- EXCERPT PROVIDED -
▬▬▬▬▬▬
Vodafone GmbH contributed its shares
in Vantage Towers by way of a capital increase against new JV
shares, while the Consortium agreed to acquire shares in the JV for
cash. Vodafone GmbH and the Investor also agreed that the JV would
make a voluntary takeover offer for the listed Vantage Towers
shares held by minority shareholders.
Vodafone GmbH gave customary
warranties for a transaction of this nature, including as to
capacity and title.
On 23 March 2023, Vodafone GmbH, the
Investor and Oak Holdings 1 GmbH (the JV) entered into a
shareholders' agreement relating to the JV. Rights to appoint
directors to the management board and to appoint members to the
shareholders' committee are tied to the percentage of shares each
of Vodafone GmbH and the Investor holds in the JV. Vodafone GmbH
and the Consortium agreed to a lock-up period of 3 years
post-closing of the transaction, after which each shareholder will
be able to initiate a full or partial sale of its shareholding in
the JV, subject to a right of first offer in favour of the other
shareholder.
The investment agreement and the
shareholders' agreement are governed by the laws of
Germany.
4. Emirates Telecommunications
relationship agreement
On 11 May 2023, Vodafone entered
into a relationship agreement with Emirates Telecommunications
Group Company PJSC ("e&"). Under the terms of the agreement,
subject to relevant regulatory approvals, for so long as e& and
its wholly-owned subsidiaries beneficially own (a) at least 14.6%
of Vodafone's outstanding ordinary shares, e& is entitled to
nominate the e& group CEO to be appointed to the Vodafone Group
Plc board as a non-executive director; and (b) at least 20% of
Vodafone's outstanding ordinary shares, e& will be entitled to
nominate a further independent individual to the Vodafone Group Plc
board as a non-executive director. The e& directors are subject
to annual re-election by Vodafone's shareholders.
▬▬▬▬▬▬
(Excerpts from a location annotation dataset)

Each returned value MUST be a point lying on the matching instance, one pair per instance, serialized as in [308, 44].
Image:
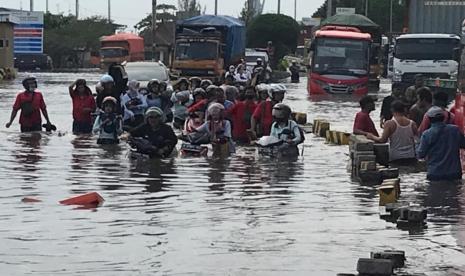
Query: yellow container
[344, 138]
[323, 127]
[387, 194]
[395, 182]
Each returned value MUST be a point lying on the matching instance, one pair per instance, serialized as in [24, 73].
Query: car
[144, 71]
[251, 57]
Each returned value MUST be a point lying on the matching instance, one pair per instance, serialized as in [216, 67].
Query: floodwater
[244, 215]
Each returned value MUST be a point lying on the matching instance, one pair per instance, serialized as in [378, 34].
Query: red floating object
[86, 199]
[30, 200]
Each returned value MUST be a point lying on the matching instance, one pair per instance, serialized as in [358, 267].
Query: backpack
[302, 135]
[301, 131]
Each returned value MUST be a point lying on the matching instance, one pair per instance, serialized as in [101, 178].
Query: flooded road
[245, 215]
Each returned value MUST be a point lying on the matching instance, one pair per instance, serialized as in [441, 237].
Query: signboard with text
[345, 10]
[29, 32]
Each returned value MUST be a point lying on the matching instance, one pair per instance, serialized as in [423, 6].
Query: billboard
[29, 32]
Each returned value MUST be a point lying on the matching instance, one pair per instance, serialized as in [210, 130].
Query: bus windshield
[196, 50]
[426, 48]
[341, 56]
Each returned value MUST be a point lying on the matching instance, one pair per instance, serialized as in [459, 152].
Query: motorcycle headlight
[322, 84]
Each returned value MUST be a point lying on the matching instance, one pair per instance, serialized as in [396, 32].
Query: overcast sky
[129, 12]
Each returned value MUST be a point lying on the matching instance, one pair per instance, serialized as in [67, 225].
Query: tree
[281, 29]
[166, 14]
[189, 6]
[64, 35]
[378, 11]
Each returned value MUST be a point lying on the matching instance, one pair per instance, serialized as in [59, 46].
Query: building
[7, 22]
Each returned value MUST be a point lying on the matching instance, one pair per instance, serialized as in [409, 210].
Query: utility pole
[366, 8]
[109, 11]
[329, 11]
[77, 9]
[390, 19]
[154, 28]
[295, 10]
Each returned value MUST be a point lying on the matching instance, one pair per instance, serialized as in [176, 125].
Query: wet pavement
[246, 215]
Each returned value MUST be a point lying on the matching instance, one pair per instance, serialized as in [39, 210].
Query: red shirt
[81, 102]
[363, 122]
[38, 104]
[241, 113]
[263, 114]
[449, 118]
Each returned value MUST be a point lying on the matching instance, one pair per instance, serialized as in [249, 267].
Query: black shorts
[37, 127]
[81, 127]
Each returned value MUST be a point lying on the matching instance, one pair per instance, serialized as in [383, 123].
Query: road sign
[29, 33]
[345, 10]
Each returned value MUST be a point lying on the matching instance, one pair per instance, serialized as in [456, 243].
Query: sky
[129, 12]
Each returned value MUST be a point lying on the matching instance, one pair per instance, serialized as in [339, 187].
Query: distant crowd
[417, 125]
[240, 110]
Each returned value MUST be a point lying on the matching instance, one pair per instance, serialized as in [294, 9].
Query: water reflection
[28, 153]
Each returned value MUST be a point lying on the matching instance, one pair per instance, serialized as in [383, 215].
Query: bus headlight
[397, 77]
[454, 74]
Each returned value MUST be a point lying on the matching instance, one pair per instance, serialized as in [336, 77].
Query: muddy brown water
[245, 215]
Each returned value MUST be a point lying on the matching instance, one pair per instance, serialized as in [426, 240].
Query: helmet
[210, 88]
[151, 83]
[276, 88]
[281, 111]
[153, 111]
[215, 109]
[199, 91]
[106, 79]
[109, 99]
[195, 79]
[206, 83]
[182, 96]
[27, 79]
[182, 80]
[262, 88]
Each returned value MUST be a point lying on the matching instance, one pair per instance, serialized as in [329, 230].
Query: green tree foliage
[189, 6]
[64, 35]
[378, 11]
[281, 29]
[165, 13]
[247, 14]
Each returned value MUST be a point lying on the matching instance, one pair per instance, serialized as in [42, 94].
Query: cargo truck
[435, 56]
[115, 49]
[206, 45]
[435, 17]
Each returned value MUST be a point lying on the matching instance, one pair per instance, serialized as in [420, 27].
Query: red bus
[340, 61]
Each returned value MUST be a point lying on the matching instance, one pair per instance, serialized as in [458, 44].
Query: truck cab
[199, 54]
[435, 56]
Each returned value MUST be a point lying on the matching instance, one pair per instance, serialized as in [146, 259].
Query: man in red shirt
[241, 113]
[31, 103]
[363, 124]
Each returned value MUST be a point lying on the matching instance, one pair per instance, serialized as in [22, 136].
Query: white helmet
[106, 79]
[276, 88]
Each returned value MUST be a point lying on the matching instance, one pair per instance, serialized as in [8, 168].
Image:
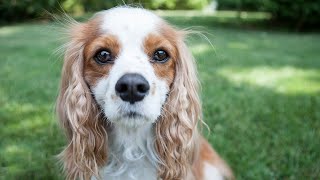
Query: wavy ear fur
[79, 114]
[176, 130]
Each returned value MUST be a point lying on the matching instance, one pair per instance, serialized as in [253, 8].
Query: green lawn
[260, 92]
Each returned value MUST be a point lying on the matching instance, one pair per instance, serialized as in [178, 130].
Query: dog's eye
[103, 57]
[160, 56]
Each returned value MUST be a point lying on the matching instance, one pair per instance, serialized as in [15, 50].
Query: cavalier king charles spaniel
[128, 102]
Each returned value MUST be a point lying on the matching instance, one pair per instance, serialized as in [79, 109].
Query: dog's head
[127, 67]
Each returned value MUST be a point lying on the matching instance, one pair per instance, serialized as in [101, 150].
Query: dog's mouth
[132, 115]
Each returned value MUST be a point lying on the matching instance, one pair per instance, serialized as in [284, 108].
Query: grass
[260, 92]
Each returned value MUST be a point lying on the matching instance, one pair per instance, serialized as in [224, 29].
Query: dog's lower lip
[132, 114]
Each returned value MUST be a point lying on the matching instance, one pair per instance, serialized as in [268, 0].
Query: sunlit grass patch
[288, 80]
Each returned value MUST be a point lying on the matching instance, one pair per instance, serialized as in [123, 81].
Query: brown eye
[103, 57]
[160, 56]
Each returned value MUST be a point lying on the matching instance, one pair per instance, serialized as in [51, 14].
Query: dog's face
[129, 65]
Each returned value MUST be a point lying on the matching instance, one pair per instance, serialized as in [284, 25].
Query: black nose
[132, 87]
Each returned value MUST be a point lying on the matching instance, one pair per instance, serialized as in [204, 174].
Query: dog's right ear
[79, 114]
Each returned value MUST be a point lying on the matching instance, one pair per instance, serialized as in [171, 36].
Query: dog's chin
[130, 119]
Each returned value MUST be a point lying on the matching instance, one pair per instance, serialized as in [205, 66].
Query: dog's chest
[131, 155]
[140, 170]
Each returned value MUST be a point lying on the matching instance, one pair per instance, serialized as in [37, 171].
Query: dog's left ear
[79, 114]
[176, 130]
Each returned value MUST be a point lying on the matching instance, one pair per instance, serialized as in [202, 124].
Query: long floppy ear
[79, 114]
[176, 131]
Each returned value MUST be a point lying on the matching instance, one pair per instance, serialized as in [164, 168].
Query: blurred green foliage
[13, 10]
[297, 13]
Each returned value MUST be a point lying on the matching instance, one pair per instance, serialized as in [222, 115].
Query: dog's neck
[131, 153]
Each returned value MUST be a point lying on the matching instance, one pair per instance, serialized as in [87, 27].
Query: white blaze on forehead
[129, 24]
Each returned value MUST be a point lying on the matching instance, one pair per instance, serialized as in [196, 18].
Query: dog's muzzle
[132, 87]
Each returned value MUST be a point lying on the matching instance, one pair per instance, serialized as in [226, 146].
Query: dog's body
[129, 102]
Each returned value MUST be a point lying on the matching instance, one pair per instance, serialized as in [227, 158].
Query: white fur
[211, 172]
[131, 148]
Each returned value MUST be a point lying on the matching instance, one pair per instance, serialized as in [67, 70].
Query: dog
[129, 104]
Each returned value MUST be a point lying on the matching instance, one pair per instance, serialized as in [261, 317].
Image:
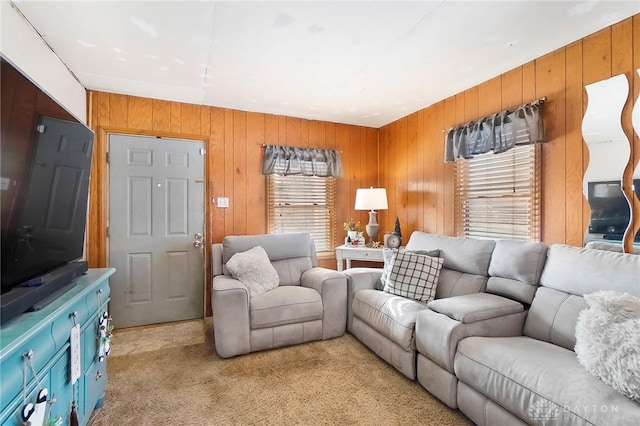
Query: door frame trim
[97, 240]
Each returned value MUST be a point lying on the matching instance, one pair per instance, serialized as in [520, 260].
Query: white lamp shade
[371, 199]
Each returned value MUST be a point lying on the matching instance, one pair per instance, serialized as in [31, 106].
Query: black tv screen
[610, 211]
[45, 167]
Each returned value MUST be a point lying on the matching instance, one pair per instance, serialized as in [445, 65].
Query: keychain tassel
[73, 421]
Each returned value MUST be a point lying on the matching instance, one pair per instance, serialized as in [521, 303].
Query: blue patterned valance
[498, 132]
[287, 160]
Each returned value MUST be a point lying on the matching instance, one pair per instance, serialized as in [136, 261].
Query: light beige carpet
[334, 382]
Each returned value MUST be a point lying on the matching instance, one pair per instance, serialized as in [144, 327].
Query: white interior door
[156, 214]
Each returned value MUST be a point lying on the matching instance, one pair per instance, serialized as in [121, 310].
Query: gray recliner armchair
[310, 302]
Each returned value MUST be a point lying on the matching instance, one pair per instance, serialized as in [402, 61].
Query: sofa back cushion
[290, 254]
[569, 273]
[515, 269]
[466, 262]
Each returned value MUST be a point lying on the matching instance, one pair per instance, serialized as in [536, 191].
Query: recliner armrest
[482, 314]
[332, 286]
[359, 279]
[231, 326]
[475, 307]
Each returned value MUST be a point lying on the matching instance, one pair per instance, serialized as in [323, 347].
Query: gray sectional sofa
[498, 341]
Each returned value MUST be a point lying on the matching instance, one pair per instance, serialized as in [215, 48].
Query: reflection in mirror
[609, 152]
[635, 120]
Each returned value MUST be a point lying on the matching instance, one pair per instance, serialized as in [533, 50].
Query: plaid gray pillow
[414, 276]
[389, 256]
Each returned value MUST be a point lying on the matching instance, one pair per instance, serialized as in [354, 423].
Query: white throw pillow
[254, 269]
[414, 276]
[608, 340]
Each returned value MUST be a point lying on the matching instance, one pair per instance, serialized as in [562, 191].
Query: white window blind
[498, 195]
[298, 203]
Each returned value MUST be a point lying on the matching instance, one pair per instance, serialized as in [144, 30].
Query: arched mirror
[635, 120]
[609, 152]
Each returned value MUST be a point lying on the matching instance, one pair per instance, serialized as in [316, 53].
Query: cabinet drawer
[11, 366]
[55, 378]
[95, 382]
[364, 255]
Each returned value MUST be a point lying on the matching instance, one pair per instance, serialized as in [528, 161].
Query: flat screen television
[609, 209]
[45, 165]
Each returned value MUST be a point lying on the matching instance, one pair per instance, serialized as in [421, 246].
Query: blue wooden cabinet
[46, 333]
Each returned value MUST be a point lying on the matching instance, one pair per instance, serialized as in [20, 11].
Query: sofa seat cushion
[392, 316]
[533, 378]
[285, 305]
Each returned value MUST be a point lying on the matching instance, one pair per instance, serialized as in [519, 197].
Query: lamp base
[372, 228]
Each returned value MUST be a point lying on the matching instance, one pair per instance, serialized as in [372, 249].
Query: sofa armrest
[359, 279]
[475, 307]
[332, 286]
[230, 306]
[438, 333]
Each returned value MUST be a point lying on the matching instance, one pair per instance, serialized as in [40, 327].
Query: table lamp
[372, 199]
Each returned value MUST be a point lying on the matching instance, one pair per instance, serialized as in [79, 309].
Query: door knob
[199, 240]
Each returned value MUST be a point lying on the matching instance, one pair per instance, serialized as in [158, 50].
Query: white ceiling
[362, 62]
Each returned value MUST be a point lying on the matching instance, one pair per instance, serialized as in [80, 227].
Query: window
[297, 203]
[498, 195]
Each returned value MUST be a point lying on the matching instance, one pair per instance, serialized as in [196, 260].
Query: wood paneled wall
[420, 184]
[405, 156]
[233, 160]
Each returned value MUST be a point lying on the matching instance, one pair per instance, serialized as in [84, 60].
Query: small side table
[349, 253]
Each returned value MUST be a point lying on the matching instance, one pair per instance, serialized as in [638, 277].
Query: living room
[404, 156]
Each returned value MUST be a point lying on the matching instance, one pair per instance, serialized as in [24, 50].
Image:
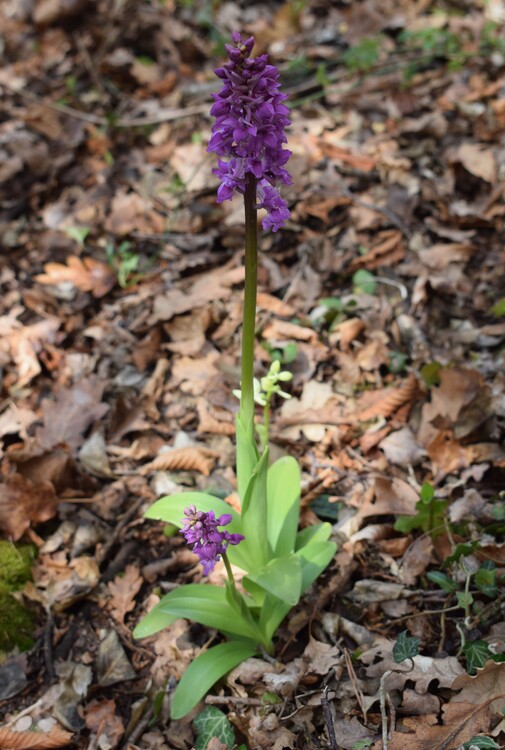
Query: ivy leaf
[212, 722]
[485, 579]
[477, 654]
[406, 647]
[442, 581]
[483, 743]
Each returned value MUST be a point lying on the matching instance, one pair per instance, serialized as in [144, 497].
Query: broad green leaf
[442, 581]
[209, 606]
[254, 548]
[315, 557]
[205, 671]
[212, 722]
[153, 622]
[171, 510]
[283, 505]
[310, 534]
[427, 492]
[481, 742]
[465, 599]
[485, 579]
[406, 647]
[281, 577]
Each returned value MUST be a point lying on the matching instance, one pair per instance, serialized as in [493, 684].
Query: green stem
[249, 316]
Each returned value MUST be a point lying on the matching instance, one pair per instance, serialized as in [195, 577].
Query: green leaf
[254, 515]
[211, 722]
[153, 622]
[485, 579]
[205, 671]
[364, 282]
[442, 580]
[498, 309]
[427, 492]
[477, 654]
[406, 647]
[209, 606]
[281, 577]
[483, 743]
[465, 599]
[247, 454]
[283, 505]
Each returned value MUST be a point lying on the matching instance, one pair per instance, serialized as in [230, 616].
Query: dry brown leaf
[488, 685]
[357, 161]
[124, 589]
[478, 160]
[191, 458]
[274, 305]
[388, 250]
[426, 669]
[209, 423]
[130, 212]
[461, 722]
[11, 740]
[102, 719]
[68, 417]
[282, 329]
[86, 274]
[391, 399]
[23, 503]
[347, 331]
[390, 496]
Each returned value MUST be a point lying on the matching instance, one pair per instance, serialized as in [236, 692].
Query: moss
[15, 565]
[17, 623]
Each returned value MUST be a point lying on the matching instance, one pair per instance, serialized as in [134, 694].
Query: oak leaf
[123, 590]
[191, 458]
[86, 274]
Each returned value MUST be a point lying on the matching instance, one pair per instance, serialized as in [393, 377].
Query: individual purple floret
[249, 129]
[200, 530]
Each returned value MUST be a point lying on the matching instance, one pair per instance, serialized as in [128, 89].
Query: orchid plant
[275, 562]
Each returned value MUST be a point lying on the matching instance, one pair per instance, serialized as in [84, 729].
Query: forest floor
▬▬▬▬▬▬
- SHORT PROBLEM A -
Gather every line of the records that contains the string "headlight", treating uppercase and lowercase as different.
- SHORT PROBLEM B -
Please resume the passage on Vodafone's shareholder agreements, starting right after its final sentence.
The passage on Vodafone's shareholder agreements and the records come from unrelated sources.

- WRITTEN ANSWER A -
Query: motorcycle headlight
Query: bus headlight

- WRITTEN ANSWER B -
The relationship agreement also sets
out terms for the ongoing relationship between e& and Vodafone
in respect of communications, corporate actions and
voting.
Under the terms of the agreement,
e& is subject to a two-year lock-up period and a standstill for
the duration of the agreement (subject to customary carve-outs and
certain permitted actions).
The e& relationship is governed
by English law.
5. Vodafone UK and Three UK contribution
agreement
On 14 June 2023, Vodafone, Brilliant
Design (BVI) Limited (formerly known as Brilliant Design Limited),
CK Hutchison Group Telecom Holdings Limited ("CKHGT"), CK Hutchison
Holdings Limited, Vodafone International Operations Limited and
Vodafone UK Trading Holdings Limited entered into a contribution
agreement under which Vodafone and CKHGT, a wholly owned subsidiary
of CK Hutchison Holdings Limited, agreed to combine their
respective UK businesses, Vodafone UK and Three UK.
Vodafone will have a 51.0% interest
in the combined business ("MergeCo"), with CKHGT holding the
remaining 49.0%.
No cash consideration will be paid
under the agreement, with Vodafone UK and Three UK contributing
differential debt amounts at completion of the transaction to
achieve MergeCo ownership of 51:49. Vodafone UK will be contributed
with £4.3 billion debt and Three UK with £1.7 billion debt, subject
to customary completion adjustments.
Vodafone Group Services Limited, a
wholly-owned subsidiary of Vodafone, has agreed to provide certain
business, technology, IT and corporate function services to MergeCo
and its subsidiaries in the ordinary and usual course of business
in consideration for service charges.
Under the terms of the agreement,
Vodafone International Operations Limited provided certain
customary indemnities for a transaction of this nature to MergeCo
in respect of pre-completion liabilities and liabilities resulting
from pre-completion actions in respect of Vodafone UK. Vodafone
International Operations Limited also gave customary warranties for
a transaction of this nature, including as to capacity and title
and MergeCo also received customary indemnities and warranties from
Brilliant Design (BVI) Limited.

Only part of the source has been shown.